begin Excerpt

In the original discussion there was a suggestion to look into the TTI costs on your target for those very wide vector types, a <32 x ...> PHI instruction...? Why isn't it enough to use TTI?

Why would it make sense to only vectorize to <2 x double> and not <4 x double>? The latter is just 2 vector regs, and that is completely fine... In my case it is obvious that the final result of the vectorizer is greatly improved by allowing an over-wide vector type, even though in the most simple case 2 x <2 x double> should give the same output as a split <4 x double>.... I am not sure yet exactly why this makes for many more vector fp-add/fp-mul in the output... Note that with your patch those instructions are not vectorized at all anymore, but are left scalar! So there is some vectorization that is lost by always doing max <2 x double> and never wider...

I wonder why is it better to do 2 x <2 x double> rather than <4 x double>, they will both use two vector registers... (not just for PHIs, but generally)?

The other pass which calls getRegisterBitWidth(true) is LoopVectorize. Do you mean you want to have different heuristics for loop and straight-line vectorization?

Well, the definition of that hook per the comment is "The width of the largest scalar or vector register type", so I don't see how it could be a variable to play with. It should simply reflect the size of the vector register - 128 bits for SystemZ.

Well, probably the name of the callback does not really reflect its use. The actual use if the width of the vectorization required. If used with Vector = true it affects exactly two places: it sets the width of the vectorization for loop and slp.
Earlier in the comments there seems to be a consensus that a target which want wider vectorization shall really return a bigger number form getRegisterBitWidth().

In the original discussion there was a suggestion to look into the TTI costs on your target for those very wide vector types, a <32 x ...> PHI instruction...? Why isn't it enough to use TTI?

end Excerpt
begin Supplied data

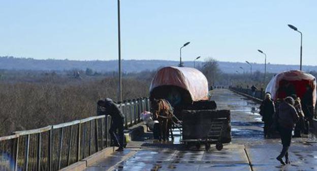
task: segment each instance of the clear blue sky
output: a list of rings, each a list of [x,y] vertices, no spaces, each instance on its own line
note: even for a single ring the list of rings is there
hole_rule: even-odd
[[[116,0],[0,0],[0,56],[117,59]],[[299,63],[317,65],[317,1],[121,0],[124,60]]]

end Supplied data
begin Supplied data

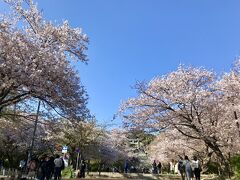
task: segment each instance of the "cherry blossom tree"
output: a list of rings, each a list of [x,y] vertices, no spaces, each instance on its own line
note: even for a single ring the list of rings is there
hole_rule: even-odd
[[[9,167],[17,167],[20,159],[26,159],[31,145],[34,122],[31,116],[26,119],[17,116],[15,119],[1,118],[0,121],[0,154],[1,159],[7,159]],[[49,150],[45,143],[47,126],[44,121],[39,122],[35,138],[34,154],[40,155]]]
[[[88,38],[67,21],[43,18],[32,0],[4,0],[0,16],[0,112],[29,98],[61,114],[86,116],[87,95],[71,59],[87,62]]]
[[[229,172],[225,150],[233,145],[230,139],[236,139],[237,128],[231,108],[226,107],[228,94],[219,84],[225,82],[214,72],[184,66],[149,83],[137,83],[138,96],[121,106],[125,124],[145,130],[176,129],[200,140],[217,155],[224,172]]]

end Supplied data
begin Supplied data

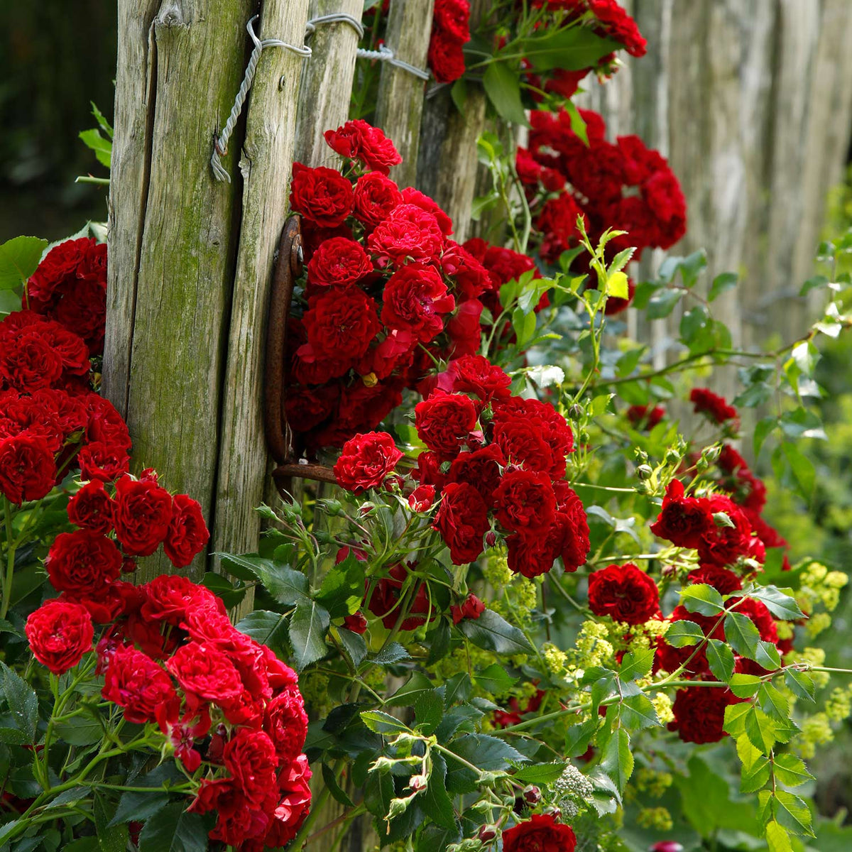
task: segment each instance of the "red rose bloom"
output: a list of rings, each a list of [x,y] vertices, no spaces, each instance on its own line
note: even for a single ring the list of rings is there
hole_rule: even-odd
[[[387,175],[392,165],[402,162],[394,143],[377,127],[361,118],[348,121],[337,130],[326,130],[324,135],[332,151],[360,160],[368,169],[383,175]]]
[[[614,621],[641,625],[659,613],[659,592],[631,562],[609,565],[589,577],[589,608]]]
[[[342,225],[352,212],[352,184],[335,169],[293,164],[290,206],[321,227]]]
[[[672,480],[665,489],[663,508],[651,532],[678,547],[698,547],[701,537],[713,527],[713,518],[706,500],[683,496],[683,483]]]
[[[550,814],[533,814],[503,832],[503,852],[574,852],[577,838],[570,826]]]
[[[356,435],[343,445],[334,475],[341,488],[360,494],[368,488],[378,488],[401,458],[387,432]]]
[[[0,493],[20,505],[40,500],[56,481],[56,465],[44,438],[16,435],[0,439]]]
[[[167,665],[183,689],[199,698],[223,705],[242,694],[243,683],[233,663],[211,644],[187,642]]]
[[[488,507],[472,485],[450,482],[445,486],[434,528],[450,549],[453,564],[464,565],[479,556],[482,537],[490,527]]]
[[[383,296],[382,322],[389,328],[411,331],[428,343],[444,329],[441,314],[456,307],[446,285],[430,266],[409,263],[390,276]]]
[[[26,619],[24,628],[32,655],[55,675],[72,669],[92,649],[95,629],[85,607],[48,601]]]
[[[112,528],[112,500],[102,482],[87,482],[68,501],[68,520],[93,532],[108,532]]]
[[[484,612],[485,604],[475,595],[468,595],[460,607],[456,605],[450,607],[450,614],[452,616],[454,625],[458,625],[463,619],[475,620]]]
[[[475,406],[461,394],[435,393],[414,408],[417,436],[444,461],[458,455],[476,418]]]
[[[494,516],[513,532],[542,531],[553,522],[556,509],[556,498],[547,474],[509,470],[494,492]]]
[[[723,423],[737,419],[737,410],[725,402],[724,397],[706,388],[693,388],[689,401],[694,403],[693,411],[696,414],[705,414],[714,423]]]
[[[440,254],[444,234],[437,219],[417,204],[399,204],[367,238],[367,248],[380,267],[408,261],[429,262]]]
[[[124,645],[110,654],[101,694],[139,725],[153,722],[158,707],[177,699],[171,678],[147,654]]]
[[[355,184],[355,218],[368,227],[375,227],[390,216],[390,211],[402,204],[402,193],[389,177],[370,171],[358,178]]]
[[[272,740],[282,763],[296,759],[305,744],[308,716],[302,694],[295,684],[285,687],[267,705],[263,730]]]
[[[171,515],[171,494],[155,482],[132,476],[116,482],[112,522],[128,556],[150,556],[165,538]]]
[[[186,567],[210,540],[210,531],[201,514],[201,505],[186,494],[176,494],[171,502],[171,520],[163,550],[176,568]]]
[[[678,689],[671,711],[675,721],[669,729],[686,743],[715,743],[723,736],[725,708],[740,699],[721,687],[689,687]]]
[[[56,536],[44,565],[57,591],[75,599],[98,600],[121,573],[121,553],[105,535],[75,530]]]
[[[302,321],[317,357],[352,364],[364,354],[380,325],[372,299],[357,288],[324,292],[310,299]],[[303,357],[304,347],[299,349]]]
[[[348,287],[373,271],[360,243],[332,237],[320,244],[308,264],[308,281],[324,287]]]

end Supplied data

Challenges ::
1. According to the vectorization thread, how wide is the vector register on SystemZ?
2. In the vectorization thread, rewrite everything from "The other pass" down to "and straight-line vectorization?", swapping "LoopVectorize" for "SLPVectorizer".
3. For each statement, say whether the vectorization thread agrees, and quote the words that settle it: (a) The comment on the hook defines it as the width of the largest scalar or vector register type. (b) With the patch, the fp-add/fp-mul instructions end up vectorized to <4 x double>. (c) When used with Vector = true, getRegisterBitWidth affects three places.

The answers ::
1. 128 bits.

2.
The other pass which calls getRegisterBitWidth(true) is SLPVectorizer. Do you mean you want to have different heuristics for loop and straight-line vectorization?

3.
(a) Yes: "The width of the largest scalar or vector register type"
(b) No: "with your patch those instructions are not vectorized at all anymore, but are left scalar!"
(c) No: "If used with Vector = true it affects exactly two places"